STATED TASK.
Output the rows below word for word. Begin at the line that contains "Query: circular metal ring ornament" and keep going through the last row, with both of those lines included.

╭─ RECORDS TO USE

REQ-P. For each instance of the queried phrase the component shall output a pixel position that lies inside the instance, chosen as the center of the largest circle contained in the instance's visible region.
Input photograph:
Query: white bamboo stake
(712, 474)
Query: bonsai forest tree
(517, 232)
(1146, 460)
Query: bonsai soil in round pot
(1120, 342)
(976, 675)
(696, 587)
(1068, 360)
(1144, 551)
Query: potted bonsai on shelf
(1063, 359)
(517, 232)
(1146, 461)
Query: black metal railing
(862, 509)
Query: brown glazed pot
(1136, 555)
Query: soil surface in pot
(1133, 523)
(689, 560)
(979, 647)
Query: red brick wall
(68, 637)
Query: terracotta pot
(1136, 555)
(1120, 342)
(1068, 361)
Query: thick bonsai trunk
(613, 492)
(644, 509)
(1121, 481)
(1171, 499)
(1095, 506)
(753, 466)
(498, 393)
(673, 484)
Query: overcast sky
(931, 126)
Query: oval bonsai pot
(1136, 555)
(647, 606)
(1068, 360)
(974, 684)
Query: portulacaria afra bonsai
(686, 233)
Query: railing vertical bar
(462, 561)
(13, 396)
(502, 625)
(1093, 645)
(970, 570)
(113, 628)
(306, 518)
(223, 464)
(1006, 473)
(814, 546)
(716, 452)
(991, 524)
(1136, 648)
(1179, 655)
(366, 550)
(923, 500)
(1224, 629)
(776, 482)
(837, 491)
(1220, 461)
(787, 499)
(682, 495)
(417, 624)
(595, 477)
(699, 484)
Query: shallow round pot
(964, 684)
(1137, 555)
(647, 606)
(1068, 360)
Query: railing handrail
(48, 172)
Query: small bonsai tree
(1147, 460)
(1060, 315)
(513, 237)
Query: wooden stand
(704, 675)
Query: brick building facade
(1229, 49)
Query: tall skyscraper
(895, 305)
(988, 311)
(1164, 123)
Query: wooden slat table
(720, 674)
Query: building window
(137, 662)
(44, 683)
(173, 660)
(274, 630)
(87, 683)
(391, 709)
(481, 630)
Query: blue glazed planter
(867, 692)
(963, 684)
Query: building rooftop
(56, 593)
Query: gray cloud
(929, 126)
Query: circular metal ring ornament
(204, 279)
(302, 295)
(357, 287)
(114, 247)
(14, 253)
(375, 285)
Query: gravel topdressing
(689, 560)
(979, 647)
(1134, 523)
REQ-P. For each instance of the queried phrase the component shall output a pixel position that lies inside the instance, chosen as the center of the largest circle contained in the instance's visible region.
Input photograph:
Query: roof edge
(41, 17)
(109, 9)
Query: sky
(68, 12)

╰─

FULL SOLUTION.
Query: circular metal ring ornament
(204, 279)
(302, 295)
(357, 287)
(114, 247)
(14, 253)
(375, 285)
Query: gravel topdressing
(689, 560)
(979, 647)
(1134, 523)
REQ-P. For each instance of the queried phrase the component shall output a pixel position that lies inside the instance, chosen as the center of the largest circle contained in the instance's visible region.
Input photograph:
Query: roof edge
(41, 17)
(109, 9)
Query: sky
(68, 12)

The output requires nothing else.